WORK REQUEST>
Continue the account below of Wayne Lanier's heart operations, starting after its last sentence.

==== QUOTED PASSAGE

I found my baby book! Actually, it wasn’t misplaced, just sitting on a shelf; but I got it down and learned about someone that you should know about.

Wayne Lanier, a resident of North Charleston, SC, was also born with a defective heart. I can’t find a news article that says exactly what his defect was, but I’m betting it was Tetralogy of Fallot (ToF). He was in his late teens or early twenties in 1967, and he had his original heart operation at the age of two and a half. One of the articles pasted into my baby book says that his operation was done at Johns Hopkins. There’s a good chance that he had a Blalock-Taussig Shunt done by Blalock himself.

The operation was a sucess. “Wayne graduated to a wheelchair,” the article reports, “and took off one day with nurses in full pursuit down the hospital corridors.” I bet that was quite a sight!

Wayne was back at Hopkins when he was twenty, undergoing another operation to repair a Ventricular Septal Defect (VSD). With that operation, the newspaper article states that “Wayne, then 20, became the first person in the world to undergo total correction of the “blue baby” heart defect.”

As I mentioned in a previous post, my parents took me to the Medical University of South Carolina (MUSC) while they were trying to get a correct diagnosis of my heart defect. While there, they either called Wayne’s parents or met them. (I don’t know which, I was five months old.) The Laniers sang the praises of Johns Hopkins Hospital, which led to my parents asking my pediatrician if there was any kind of surgery for me. When he told them that there was, and Hopkins was one of the places that could do it, that pretty much sealed the deal. My parents considered other locations, but based on what they had been told, they were already leaning toward Johns Hopkins.

========
==== RECORD SET

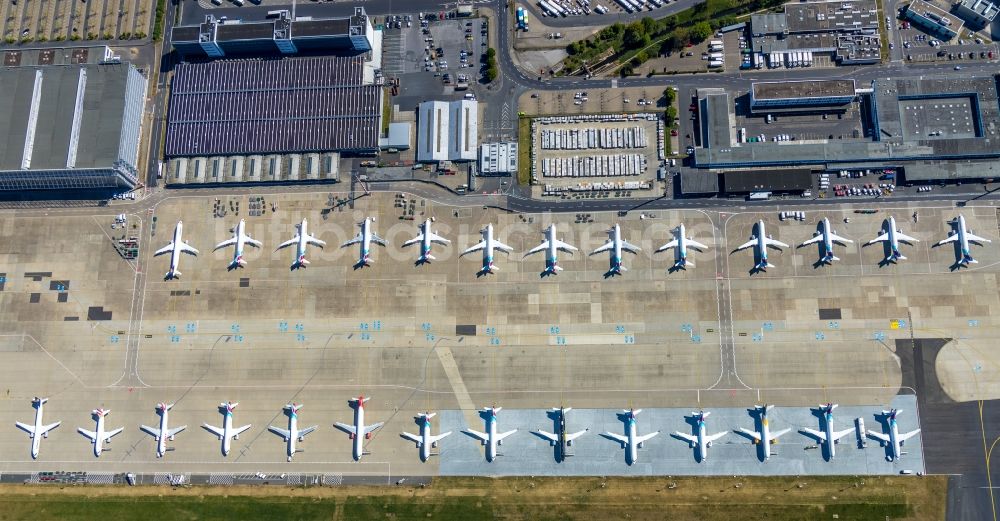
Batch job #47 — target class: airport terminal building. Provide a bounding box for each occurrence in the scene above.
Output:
[171,7,377,59]
[0,48,147,191]
[692,77,1000,182]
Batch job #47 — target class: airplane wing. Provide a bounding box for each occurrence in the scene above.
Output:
[866,233,889,244]
[403,233,424,247]
[274,235,299,251]
[556,240,577,253]
[462,429,490,443]
[656,239,678,253]
[496,429,520,441]
[687,239,708,250]
[267,425,292,441]
[103,427,125,441]
[524,241,549,257]
[333,422,358,435]
[764,237,790,248]
[428,431,451,443]
[705,431,729,443]
[212,237,236,251]
[459,241,486,257]
[590,241,615,255]
[430,232,451,245]
[635,431,660,443]
[830,232,854,244]
[799,234,820,246]
[601,432,628,446]
[201,423,225,440]
[865,431,889,443]
[340,233,364,248]
[153,242,174,257]
[531,430,559,443]
[833,429,854,441]
[800,428,826,441]
[493,241,514,253]
[673,432,698,443]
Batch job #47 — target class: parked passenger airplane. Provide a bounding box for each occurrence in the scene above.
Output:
[868,409,920,461]
[14,396,62,459]
[602,409,660,465]
[739,404,792,460]
[333,396,382,461]
[590,223,641,277]
[935,215,993,266]
[800,217,854,264]
[403,219,451,266]
[462,406,517,463]
[865,217,920,262]
[139,403,187,458]
[524,224,577,277]
[674,411,729,461]
[267,403,319,461]
[213,219,264,270]
[201,402,250,456]
[532,407,590,462]
[735,220,788,271]
[400,412,451,461]
[459,224,514,275]
[340,217,385,269]
[153,221,198,280]
[654,223,708,270]
[802,403,854,459]
[76,409,125,458]
[274,219,326,270]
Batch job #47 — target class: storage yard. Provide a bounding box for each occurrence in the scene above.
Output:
[531,114,665,195]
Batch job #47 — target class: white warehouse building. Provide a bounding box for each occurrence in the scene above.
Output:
[417,100,479,162]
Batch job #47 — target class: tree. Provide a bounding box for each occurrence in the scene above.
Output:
[622,22,649,49]
[689,22,712,43]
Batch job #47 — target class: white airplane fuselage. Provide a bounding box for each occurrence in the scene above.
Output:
[168,221,184,277]
[352,400,367,461]
[757,221,767,266]
[486,411,497,462]
[232,219,247,266]
[295,219,309,266]
[31,402,49,459]
[94,409,111,458]
[483,224,493,273]
[156,407,170,458]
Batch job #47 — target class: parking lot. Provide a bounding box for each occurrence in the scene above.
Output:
[893,12,997,64]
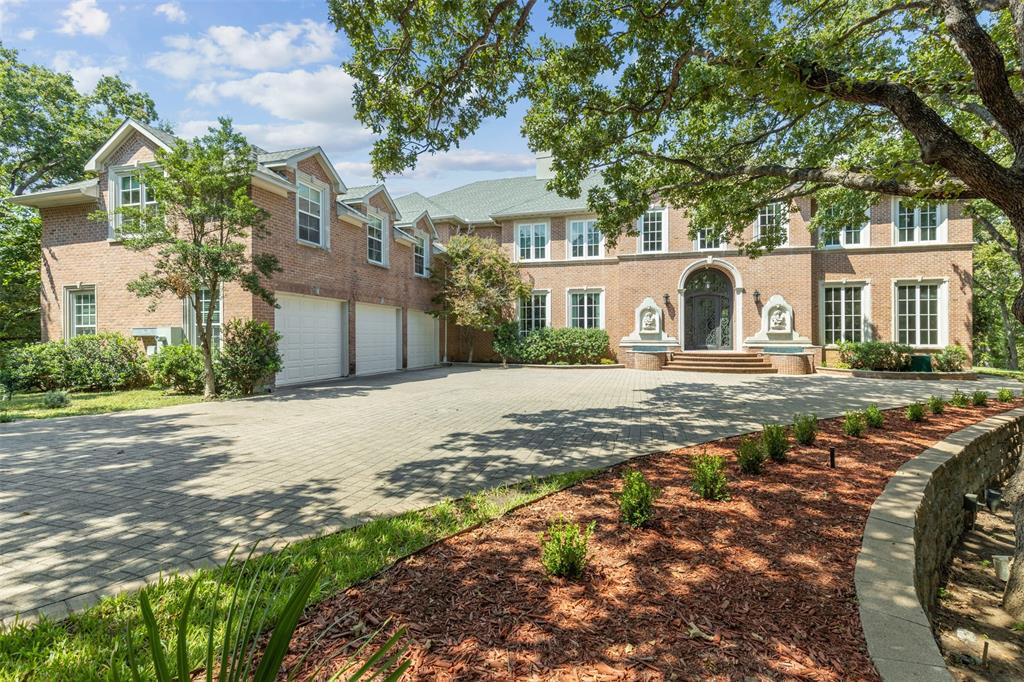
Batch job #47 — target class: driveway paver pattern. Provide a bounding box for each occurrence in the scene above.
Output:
[0,367,1001,621]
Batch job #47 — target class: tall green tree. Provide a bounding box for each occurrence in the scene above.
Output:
[430,235,530,363]
[109,119,281,399]
[0,44,157,341]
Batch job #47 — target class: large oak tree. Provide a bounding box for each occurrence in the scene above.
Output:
[329,0,1024,615]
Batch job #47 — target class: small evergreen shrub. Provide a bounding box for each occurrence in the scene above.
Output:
[793,413,818,445]
[43,391,71,410]
[736,436,765,474]
[761,424,790,462]
[843,412,867,438]
[150,343,204,393]
[618,470,660,528]
[949,388,971,408]
[690,451,729,501]
[218,319,282,395]
[864,404,886,429]
[541,516,594,580]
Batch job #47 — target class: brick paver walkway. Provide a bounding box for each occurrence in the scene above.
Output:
[0,368,1007,620]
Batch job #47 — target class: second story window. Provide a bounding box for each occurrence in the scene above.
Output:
[569,219,603,258]
[516,222,548,260]
[640,209,668,253]
[367,215,384,265]
[296,182,325,246]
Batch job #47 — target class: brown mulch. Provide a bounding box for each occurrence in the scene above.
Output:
[282,400,1024,680]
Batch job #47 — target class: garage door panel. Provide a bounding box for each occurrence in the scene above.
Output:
[355,303,401,374]
[274,294,345,386]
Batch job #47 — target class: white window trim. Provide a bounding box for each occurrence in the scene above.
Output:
[565,215,604,260]
[515,289,551,334]
[515,220,551,263]
[362,206,391,267]
[818,280,872,348]
[634,206,669,253]
[889,276,949,349]
[60,283,99,340]
[754,202,793,249]
[889,197,949,246]
[565,287,606,329]
[106,162,157,242]
[295,173,331,250]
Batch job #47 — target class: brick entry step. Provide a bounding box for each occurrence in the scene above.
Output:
[662,351,778,374]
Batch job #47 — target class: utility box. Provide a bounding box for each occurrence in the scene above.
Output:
[131,327,185,355]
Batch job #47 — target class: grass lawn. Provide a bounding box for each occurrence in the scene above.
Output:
[0,471,596,680]
[0,388,203,419]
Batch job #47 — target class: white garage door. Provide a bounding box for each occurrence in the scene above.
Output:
[355,303,401,374]
[409,309,438,369]
[274,294,348,386]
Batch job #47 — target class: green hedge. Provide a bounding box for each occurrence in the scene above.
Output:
[495,323,609,365]
[2,334,150,391]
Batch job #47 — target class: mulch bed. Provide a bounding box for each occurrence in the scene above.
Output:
[282,400,1024,680]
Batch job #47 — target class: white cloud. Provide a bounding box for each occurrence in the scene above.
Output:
[57,0,111,36]
[53,50,128,92]
[153,2,188,24]
[146,19,338,80]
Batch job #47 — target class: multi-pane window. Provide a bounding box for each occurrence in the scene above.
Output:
[896,201,939,244]
[569,220,601,258]
[896,284,939,346]
[519,291,548,334]
[516,222,548,260]
[367,215,384,265]
[69,289,96,336]
[413,237,427,276]
[569,291,601,329]
[754,202,790,246]
[697,228,723,251]
[824,286,864,344]
[298,182,324,246]
[640,209,665,253]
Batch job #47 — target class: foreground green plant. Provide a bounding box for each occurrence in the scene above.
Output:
[690,451,729,502]
[618,470,660,528]
[843,412,866,437]
[0,471,594,680]
[541,516,595,581]
[793,413,818,445]
[864,404,886,429]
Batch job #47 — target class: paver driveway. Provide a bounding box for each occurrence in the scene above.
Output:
[0,368,1011,619]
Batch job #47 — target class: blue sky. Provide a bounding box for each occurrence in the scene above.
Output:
[0,0,534,195]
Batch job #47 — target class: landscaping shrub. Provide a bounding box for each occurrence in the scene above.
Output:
[541,516,594,580]
[932,343,967,372]
[690,451,729,501]
[793,413,818,445]
[864,404,886,429]
[618,470,660,528]
[736,436,765,474]
[218,319,281,395]
[761,424,790,462]
[150,343,203,393]
[43,391,71,410]
[949,388,971,408]
[839,341,910,372]
[843,412,867,437]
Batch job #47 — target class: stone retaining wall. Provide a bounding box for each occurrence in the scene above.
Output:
[854,409,1024,682]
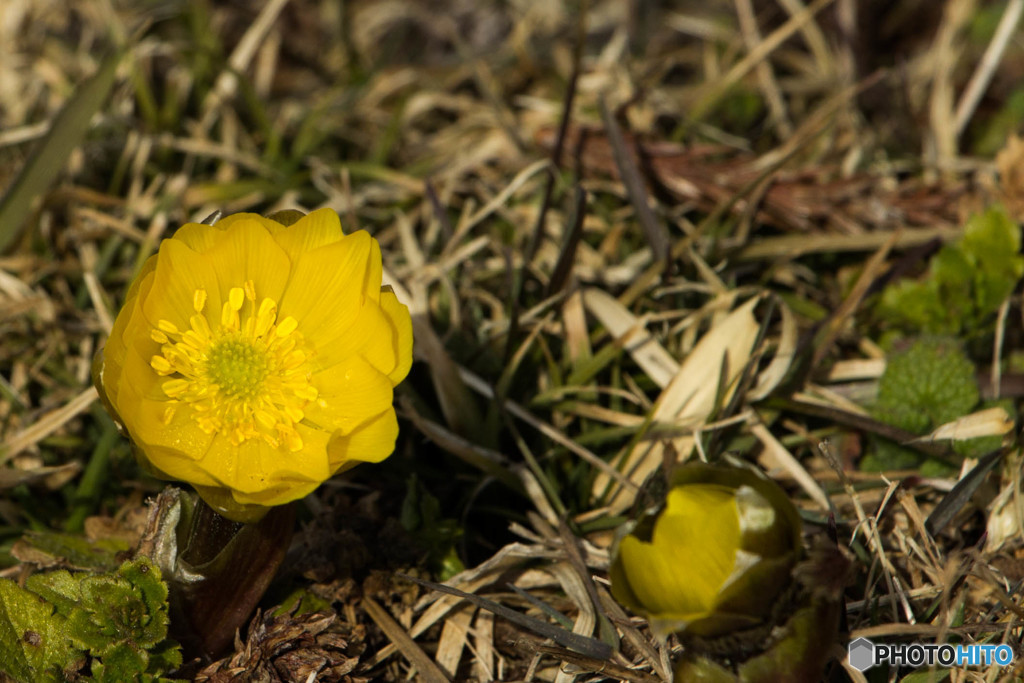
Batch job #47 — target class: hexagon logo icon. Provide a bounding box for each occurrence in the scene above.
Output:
[847,638,874,671]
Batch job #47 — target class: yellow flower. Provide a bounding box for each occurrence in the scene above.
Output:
[611,465,801,637]
[97,209,413,520]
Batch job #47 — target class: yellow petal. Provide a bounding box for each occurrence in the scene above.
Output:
[313,301,401,375]
[620,484,739,618]
[102,264,157,404]
[328,409,398,470]
[304,355,393,434]
[381,290,413,385]
[199,428,330,502]
[230,481,319,506]
[279,232,379,346]
[142,240,221,330]
[206,216,291,307]
[274,209,345,261]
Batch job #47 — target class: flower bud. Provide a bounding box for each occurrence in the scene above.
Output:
[611,465,801,638]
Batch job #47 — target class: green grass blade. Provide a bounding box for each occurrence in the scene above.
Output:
[0,50,123,253]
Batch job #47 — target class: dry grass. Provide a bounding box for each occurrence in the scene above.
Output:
[0,0,1024,683]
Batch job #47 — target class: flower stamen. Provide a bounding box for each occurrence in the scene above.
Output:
[150,281,318,452]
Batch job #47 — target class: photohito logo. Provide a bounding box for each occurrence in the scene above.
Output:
[848,638,1014,671]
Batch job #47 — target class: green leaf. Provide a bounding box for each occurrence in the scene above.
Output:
[68,558,168,655]
[860,337,978,476]
[25,569,85,617]
[0,579,82,681]
[876,207,1024,335]
[874,338,979,434]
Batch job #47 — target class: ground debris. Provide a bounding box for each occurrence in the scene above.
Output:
[195,610,364,683]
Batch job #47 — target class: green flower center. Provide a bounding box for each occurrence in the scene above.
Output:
[206,337,268,400]
[150,281,318,452]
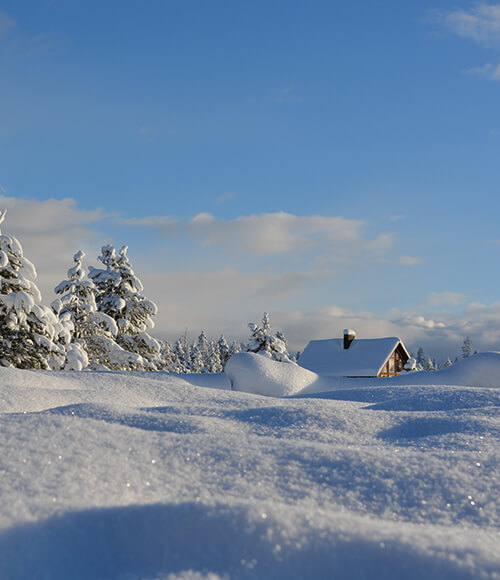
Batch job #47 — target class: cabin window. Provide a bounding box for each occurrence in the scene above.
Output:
[379,350,404,377]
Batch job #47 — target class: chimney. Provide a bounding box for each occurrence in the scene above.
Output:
[344,328,356,350]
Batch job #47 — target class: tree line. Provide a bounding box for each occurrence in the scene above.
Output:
[0,211,293,373]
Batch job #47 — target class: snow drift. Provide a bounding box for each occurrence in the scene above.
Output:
[0,353,500,580]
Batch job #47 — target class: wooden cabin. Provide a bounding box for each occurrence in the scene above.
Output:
[298,330,410,378]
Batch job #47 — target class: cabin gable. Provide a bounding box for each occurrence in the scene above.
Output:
[299,331,410,378]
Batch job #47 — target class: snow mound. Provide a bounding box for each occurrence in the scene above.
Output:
[224,352,321,397]
[433,352,500,388]
[0,502,496,580]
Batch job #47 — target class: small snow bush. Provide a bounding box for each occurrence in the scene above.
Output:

========

ANSWER TO THE EXERCISE>
There is a photo in my baby book of a young man with a crew cut and horn rimmed glasses, sitting on our couch holding an infant. Obviously, I’m the infant. And the handwritten caption says that the photo was taken March 23, 1967, and identifies the young man as Wayne Lanier.

What was it like to be a CHD survivor back in the late 1960’s, when nobody knew anything about Heart Defects and cardiac surgery was so new? I’d love to sit down with Wayne and ask him. According to my best guess, he’d be in his mid to late 60’s today. Googling his name brings up nothing useful, and after a lot of thought my parents said that they believed he had passed away, but weren’t certain.